WHAT YOU NEED TO DO:
Copy out the material below word for word, leaving out the pictures.

— Start PROVIDED DATA —

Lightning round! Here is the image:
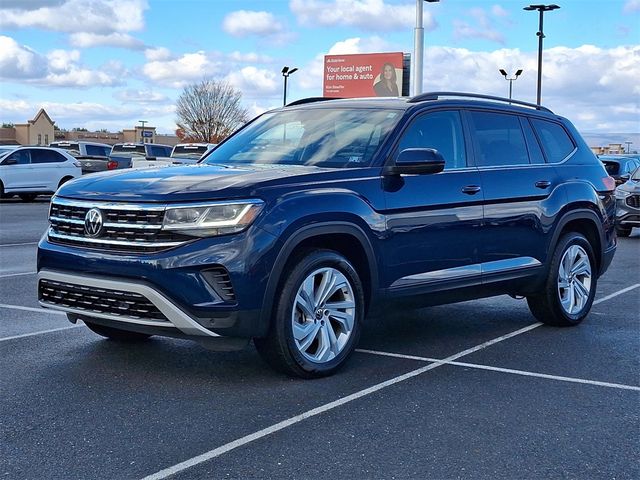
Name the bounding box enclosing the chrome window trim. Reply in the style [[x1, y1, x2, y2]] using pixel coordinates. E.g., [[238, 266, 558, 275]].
[[390, 257, 542, 288], [38, 270, 220, 337]]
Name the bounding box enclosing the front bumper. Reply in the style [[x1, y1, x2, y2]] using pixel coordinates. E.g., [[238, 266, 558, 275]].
[[38, 224, 278, 340]]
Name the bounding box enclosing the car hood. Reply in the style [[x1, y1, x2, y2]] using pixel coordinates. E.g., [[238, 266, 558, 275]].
[[56, 164, 340, 202]]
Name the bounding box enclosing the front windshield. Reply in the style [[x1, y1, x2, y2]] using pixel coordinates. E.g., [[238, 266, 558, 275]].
[[203, 108, 402, 168], [171, 145, 207, 160], [109, 145, 145, 157]]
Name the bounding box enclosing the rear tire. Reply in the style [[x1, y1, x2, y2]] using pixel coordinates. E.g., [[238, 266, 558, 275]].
[[527, 232, 598, 327], [616, 227, 633, 237], [254, 250, 365, 378], [82, 319, 151, 343], [18, 193, 38, 202]]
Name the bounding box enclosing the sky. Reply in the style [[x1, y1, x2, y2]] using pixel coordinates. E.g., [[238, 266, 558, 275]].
[[0, 0, 640, 139]]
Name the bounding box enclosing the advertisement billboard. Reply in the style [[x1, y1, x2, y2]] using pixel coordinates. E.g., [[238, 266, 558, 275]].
[[322, 52, 403, 98]]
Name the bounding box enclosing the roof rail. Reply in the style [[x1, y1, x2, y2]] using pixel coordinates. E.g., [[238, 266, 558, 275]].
[[409, 92, 553, 113], [285, 97, 338, 107]]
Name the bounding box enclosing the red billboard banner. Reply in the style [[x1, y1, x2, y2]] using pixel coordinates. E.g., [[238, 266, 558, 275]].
[[322, 52, 402, 98]]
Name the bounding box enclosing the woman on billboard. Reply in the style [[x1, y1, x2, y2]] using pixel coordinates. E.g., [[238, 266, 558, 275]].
[[373, 63, 400, 97]]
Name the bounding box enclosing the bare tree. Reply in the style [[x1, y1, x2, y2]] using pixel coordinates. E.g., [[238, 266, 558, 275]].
[[176, 79, 248, 143]]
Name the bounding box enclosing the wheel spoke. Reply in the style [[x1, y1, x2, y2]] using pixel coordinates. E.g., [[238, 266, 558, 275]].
[[294, 323, 321, 352], [329, 309, 353, 332], [571, 257, 591, 277], [314, 269, 336, 308]]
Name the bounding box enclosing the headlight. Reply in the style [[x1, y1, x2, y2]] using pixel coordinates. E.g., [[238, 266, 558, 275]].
[[162, 200, 264, 237], [616, 188, 631, 199]]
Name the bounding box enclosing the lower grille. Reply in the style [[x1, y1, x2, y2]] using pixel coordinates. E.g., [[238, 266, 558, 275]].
[[38, 279, 169, 323], [626, 195, 640, 208], [202, 267, 236, 302]]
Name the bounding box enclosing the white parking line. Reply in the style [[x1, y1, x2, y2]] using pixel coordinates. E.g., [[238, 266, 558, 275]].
[[143, 323, 540, 480], [0, 272, 38, 278], [356, 348, 640, 392], [0, 303, 66, 315], [142, 284, 640, 480], [0, 325, 82, 342]]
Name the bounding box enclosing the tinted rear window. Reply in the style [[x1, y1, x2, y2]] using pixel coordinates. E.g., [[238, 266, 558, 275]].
[[531, 118, 576, 163], [470, 112, 529, 166]]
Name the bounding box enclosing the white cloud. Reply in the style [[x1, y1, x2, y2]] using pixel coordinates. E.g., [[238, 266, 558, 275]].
[[69, 32, 145, 50], [0, 0, 148, 34], [0, 36, 47, 79], [222, 10, 284, 37], [622, 0, 640, 13], [144, 47, 171, 61], [113, 89, 169, 104], [227, 52, 273, 63], [0, 36, 126, 88], [142, 51, 218, 88], [289, 0, 437, 32], [225, 67, 281, 98], [47, 50, 80, 72]]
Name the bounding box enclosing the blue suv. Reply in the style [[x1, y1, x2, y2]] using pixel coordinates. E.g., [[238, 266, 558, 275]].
[[38, 92, 616, 378]]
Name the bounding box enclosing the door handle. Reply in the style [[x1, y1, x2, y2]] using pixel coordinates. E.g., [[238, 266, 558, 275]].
[[462, 185, 482, 195]]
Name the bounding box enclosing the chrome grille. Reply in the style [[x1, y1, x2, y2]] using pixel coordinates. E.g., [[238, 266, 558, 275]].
[[38, 279, 169, 323], [48, 198, 193, 253], [626, 195, 640, 208]]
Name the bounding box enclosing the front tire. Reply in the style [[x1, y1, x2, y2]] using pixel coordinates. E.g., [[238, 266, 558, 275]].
[[254, 250, 365, 378], [616, 227, 632, 237], [527, 232, 598, 327], [82, 319, 151, 343]]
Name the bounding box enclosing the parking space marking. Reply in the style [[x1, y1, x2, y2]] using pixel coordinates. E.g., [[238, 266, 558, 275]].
[[0, 303, 66, 315], [356, 348, 640, 392], [0, 325, 82, 342], [142, 323, 541, 480], [0, 272, 38, 278]]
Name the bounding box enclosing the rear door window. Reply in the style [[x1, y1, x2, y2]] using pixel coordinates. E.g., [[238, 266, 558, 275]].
[[86, 145, 107, 157], [469, 111, 529, 167], [31, 150, 66, 163], [531, 118, 576, 163], [2, 150, 31, 165], [398, 111, 467, 170]]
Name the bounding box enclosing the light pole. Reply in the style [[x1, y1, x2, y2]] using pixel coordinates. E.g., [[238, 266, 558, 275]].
[[524, 4, 560, 105], [413, 0, 440, 95], [282, 66, 298, 106], [138, 120, 149, 143], [500, 68, 522, 100]]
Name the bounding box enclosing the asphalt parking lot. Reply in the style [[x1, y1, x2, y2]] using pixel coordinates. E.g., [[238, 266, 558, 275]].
[[0, 197, 640, 479]]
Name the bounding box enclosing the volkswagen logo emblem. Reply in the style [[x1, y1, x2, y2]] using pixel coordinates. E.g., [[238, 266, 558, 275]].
[[84, 208, 102, 237]]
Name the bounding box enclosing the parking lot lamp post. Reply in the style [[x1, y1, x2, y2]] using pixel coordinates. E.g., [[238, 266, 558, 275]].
[[500, 68, 522, 100], [282, 66, 298, 106], [524, 4, 560, 105], [413, 0, 440, 95], [138, 120, 149, 143]]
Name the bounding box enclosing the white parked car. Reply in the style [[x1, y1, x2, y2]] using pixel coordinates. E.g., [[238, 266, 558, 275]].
[[0, 147, 82, 202]]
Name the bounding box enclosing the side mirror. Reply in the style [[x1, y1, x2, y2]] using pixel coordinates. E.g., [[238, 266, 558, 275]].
[[387, 148, 444, 175]]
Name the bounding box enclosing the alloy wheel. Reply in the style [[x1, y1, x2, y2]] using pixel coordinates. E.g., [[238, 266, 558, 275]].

— End PROVIDED DATA —

FULL OUTPUT:
Lightning round! Here is the image:
Name the bounding box enclosing the chrome window trim. Reply in the style [[x1, y1, x2, y2]] using pixel coordinates. E.g., [[238, 266, 558, 275]].
[[390, 257, 542, 288], [38, 270, 220, 337]]
Name the bounding box enclosing the front bumper. Reply in the style [[x1, y1, x2, y2]] using pixel coordinates. E.g., [[238, 266, 558, 275]].
[[38, 224, 278, 340]]
Name the bounding box enclosing the car hood. Reply in the style [[x1, y1, x2, y2]] using pixel coordinates. E.g., [[238, 266, 558, 275]].
[[56, 164, 340, 202]]
Name the bounding box enclosing the front windshield. Reply in the style [[x1, y1, x2, y2]] using pixel coordinates. E.g., [[238, 266, 558, 275]].
[[203, 108, 402, 168], [171, 145, 207, 160], [109, 145, 145, 157]]
Name the bounding box enclosing the rear tire. Reply in the style [[x1, y1, x2, y2]] using pixel coordinates. E.g., [[238, 266, 558, 275]].
[[527, 232, 598, 327], [616, 227, 633, 237], [254, 250, 365, 378], [82, 319, 151, 343], [18, 193, 38, 202]]
Name the bounding box enclosing the sky. Reply in the style [[x1, y1, x2, y2]] using pixel coordinates. E.g., [[238, 266, 558, 275]].
[[0, 0, 640, 139]]
Name the bounding box enclosing the advertisement billboard. Reply in the style [[x1, y1, x2, y2]] using pixel coordinates. E.g., [[238, 266, 558, 275]].
[[322, 52, 403, 98]]
Name the bounding box enclosing the roof rail. Reply in the style [[x1, y1, x2, y2]] using pixel coordinates. E.g., [[238, 266, 558, 275]].
[[409, 92, 553, 113], [285, 97, 338, 107]]
Name the bounding box enclosing the red billboard banner. Reply in the style [[x1, y1, x2, y2]] using pixel coordinates. E.g., [[238, 266, 558, 275]].
[[322, 52, 402, 98]]
Name the bounding box enclosing the woman on billboard. Reply in the style [[x1, y1, x2, y2]] using pixel coordinates. E.g., [[238, 266, 558, 275]].
[[373, 63, 400, 97]]
Name the bounding box enclosing the bare tree. Reply in the style [[x1, y1, x2, y2]] using pixel coordinates. E.g., [[238, 266, 558, 275]].
[[176, 79, 248, 143]]
Name the bounding box enclosing the wheel spoke. Reply in the style [[x1, y1, x2, y2]] using pixel coordinates. E.g., [[238, 266, 558, 275]].
[[294, 323, 321, 352], [329, 309, 353, 332], [571, 257, 591, 277], [314, 269, 336, 308]]
Name the bounding box enclosing the headlight. Reply in the style [[x1, y1, x2, y2]] using pixel coordinates. E.g., [[238, 266, 558, 275]].
[[162, 200, 264, 237], [616, 188, 631, 199]]
Name the bounding box enclosing the lower grille. Reply in the style [[x1, y1, x2, y2]] using pixel coordinates. E.g., [[238, 266, 558, 275]].
[[38, 279, 169, 323], [626, 195, 640, 208], [202, 267, 236, 302]]
Name the bounding box enclosing the white parking line. Reply in the style [[x1, y1, x2, y2]] using pixel coordinates. E.g., [[238, 266, 558, 275]].
[[143, 323, 540, 480], [0, 272, 38, 278], [356, 348, 640, 392], [0, 303, 66, 315], [142, 284, 640, 480], [0, 325, 82, 342]]
Name the bounding box enclosing the tinted rear window. Reply in the style [[x1, y1, x2, y2]] using pixel coordinates. E.g., [[238, 266, 558, 275]].
[[531, 118, 576, 163], [470, 112, 529, 166]]
Name the bounding box enclosing the white cloud. Reply in the style [[x1, y1, x2, y2]] using pixel coordinates. E.g., [[238, 266, 558, 275]].
[[69, 32, 145, 50], [0, 0, 148, 34], [0, 36, 47, 79], [222, 10, 284, 37], [622, 0, 640, 13], [144, 47, 171, 61], [113, 89, 169, 104], [227, 52, 273, 63], [0, 36, 126, 88], [142, 51, 218, 88], [289, 0, 437, 32], [225, 67, 281, 98], [47, 50, 80, 72]]
Name the bounding box enclosing the blue suv. Reply in the style [[x1, y1, x2, y2]] using pixel coordinates. E.g., [[238, 266, 558, 275]].
[[38, 92, 616, 378]]
Name the bounding box enclosing the door handle. Reply in the style [[x1, y1, x2, y2]] using pixel coordinates. E.g., [[238, 266, 558, 275]].
[[462, 185, 482, 195]]
Name the bounding box enclosing the chrome grille. Reply in the style [[x1, y1, x2, y2]] using pixel coordinates. E.g., [[238, 266, 558, 275]].
[[38, 279, 169, 323], [48, 198, 193, 253], [626, 195, 640, 208]]
Name the bounding box enclosing the front tire. Reply in the style [[x1, y1, x2, y2]] using pixel coordinates. E.g., [[238, 266, 558, 275]].
[[254, 250, 365, 378], [616, 227, 632, 237], [527, 232, 598, 327], [82, 319, 151, 343]]
Name the bounding box enclosing the parking space marking. Reply in the style [[x1, y1, x2, y2]] using pixel coordinates. E.g., [[238, 266, 558, 275]].
[[0, 303, 66, 315], [356, 348, 640, 392], [0, 325, 82, 342], [142, 323, 541, 480], [0, 272, 38, 278]]
Name the bounding box enclosing the rear door window. Reply in the style [[x1, y1, x2, y2]] using pixel coordinates. E.g., [[238, 266, 558, 275]].
[[86, 145, 107, 157], [469, 111, 529, 167], [31, 150, 66, 163], [531, 118, 576, 163], [2, 150, 31, 165], [398, 111, 467, 170]]
Name the bounding box enclosing the light pole. Reply in the style [[x1, y1, x2, y2]] using pixel coordinates. E.g., [[238, 266, 558, 275]].
[[524, 4, 560, 105], [413, 0, 440, 95], [282, 66, 298, 106], [138, 120, 149, 143], [500, 68, 522, 100]]
Name the bounding box enclosing the asphalt parking lot. Reply in the style [[x1, y1, x2, y2]] using pixel coordinates. E.g., [[238, 266, 558, 275]].
[[0, 197, 640, 479]]
Name the bounding box enclosing the volkswagen logo emblem. Reply in the style [[x1, y1, x2, y2]] using pixel coordinates. E.g., [[238, 266, 558, 275]].
[[84, 208, 102, 237]]
Name the bounding box enclosing the parking lot lamp post. Reply in the style [[x1, y1, x2, y2]] using pixel coordinates. E.g., [[238, 266, 558, 275]].
[[500, 68, 522, 100], [282, 66, 298, 106], [524, 4, 560, 105], [413, 0, 440, 95], [138, 120, 149, 143]]
Name the bounding box enclosing the white parked car. Reply in the style [[x1, y1, x2, y2]] using pixel coordinates. E.g., [[238, 266, 558, 275]].
[[0, 147, 82, 202]]
Name the bounding box enclosing the side mirror. Reply in the style [[x1, y1, x2, y2]] using pixel coordinates. E.g., [[238, 266, 558, 275]].
[[387, 148, 444, 175]]
Name the bounding box enclosing the alloy wheel. Reply in the style [[x1, y1, x2, y2]] using pixel coordinates. E.g., [[238, 266, 558, 275]].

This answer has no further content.